* Excerpted text:
BEGIN
There are serious drawbacks in all of the above approaches. For example, the first and second require formation of a vertical pillar or Si bar at a thickness of 10 nm and it is difficult to reach this dimension with good thickness control and prevent Reactive Ion Etching (RIE) damage. While in the vertical case (first), it is difficult to make a low series resistance contact to the source/drain terminal which is buried under the pillar. In the lateral case (second), the device width is limited by the Si bar height. In the third case, thickness control and top/bottom gate self-alignment are major problems. In the fourth case, the control over the gate length is poor, and the two gates are electrically connected and must be made of the same material.
A co-pending application by, K. K. Chan, G. M. Cohen, Y. Taur, H. S. P. Wong, entitle “Self-Aligned Double-Gate MOSFET by Selective Epitaxy and Silicon Wafer Bonding Techniques”, Ser. No. 09/272,297, filed Mar. 19, 1999 (hereinafter “Chan”) incorporated herein by reference, utilizes a method for the fabrication of a double-gate MOSFET structure with both top and bottom gates self-aligned to the channel region. The process circumvents most of the problems discussed above. Yet, the top and bottom gates are still physically connected. This occurs because the gate material is deposited in one processing step as an “all-around the channel” gate.
This may not be desirable in some applications for the following reasons. First, from the circuit design point of view, two electrically separated gates are preferable. Second, the bottom gate and top gate are essentially made of the same material, thus only a symmetric DG-MOSFET may be fabricated. Asymmetric DG-MOSFET in which the bottom gate material is different than the top gate cannot be realized.
Chan discloses forming an “all-around the channel” gate by forming a suspended silicon bridge (the channel) followed by the deposition of the gate material conformally around it. To obtain a good threshold voltage control, the channel thickness should be thinned down to 3–5 nm. It is not clear if such thin bridges can be processed with a high enough yield. Thus, this may impose a limitation on the process suggested in Chan.
Thus, there is a need for a self-aligning DG-MOSFET that is formed by depositing the top and bottom gates independently. Such a structure would produce many advantages. For example, the independent formation of the gates permits the gates to be electrically separated; to be made of varying materials and thickness, and to provide a structure that is planarized, making it easier to connect the device. In addition, there is a need for a DG-MOSFET which permits the formation of a very thin channel.
END
* Dataset excerpts:
BEGIN
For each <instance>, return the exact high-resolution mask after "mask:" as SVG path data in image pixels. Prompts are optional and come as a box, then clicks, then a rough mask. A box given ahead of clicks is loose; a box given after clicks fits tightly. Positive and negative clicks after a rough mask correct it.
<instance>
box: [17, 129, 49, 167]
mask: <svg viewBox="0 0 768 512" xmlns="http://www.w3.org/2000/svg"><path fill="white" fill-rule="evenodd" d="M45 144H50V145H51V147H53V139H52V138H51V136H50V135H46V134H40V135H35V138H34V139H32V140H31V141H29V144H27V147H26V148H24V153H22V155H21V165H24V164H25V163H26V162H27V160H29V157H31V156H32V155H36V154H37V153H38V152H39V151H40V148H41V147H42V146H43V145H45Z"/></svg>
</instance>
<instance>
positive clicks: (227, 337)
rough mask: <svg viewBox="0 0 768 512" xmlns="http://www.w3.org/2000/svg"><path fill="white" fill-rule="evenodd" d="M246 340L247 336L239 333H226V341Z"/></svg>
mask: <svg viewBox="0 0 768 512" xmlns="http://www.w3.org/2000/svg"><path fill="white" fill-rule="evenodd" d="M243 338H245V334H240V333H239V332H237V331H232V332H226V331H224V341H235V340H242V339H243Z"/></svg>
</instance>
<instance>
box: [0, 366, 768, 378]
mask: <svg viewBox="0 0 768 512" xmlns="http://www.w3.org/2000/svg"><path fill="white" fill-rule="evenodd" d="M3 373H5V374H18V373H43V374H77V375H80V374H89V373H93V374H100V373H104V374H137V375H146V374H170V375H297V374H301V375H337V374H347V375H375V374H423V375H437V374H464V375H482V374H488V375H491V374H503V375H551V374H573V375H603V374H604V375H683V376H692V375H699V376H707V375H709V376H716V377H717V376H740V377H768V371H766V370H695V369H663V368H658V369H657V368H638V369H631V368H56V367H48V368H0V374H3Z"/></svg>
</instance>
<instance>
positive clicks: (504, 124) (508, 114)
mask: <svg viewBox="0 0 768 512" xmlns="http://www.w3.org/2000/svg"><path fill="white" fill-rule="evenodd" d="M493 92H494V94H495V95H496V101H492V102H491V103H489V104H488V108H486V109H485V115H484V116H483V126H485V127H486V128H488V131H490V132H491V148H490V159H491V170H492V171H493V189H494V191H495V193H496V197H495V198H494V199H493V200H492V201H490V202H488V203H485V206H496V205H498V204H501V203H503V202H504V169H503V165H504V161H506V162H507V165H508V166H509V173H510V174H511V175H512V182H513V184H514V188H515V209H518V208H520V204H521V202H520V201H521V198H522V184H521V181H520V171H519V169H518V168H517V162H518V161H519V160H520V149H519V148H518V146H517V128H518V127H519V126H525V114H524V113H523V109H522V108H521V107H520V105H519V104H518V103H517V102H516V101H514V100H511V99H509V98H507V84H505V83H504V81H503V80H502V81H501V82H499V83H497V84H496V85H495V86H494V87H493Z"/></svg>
END
* Prompt: Rewrite the part of the double-gate MOSFET text starting at "There are serious" and ending at "the same material.", substituting "silicon bar" for "Si bar".

* Task answer:
There are serious drawbacks in all of the above approaches. For example, the first and second require formation of a vertical pillar or silicon bar at a thickness of 10 nm and it is difficult to reach this dimension with good thickness control and prevent Reactive Ion Etching (RIE) damage. While in the vertical case (first), it is difficult to make a low series resistance contact to the source/drain terminal which is buried under the pillar. In the lateral case (second), the device width is limited by the silicon bar height. In the third case, thickness control and top/bottom gate self-alignment are major problems. In the fourth case, the control over the gate length is poor, and the two gates are electrically connected and must be made of the same material.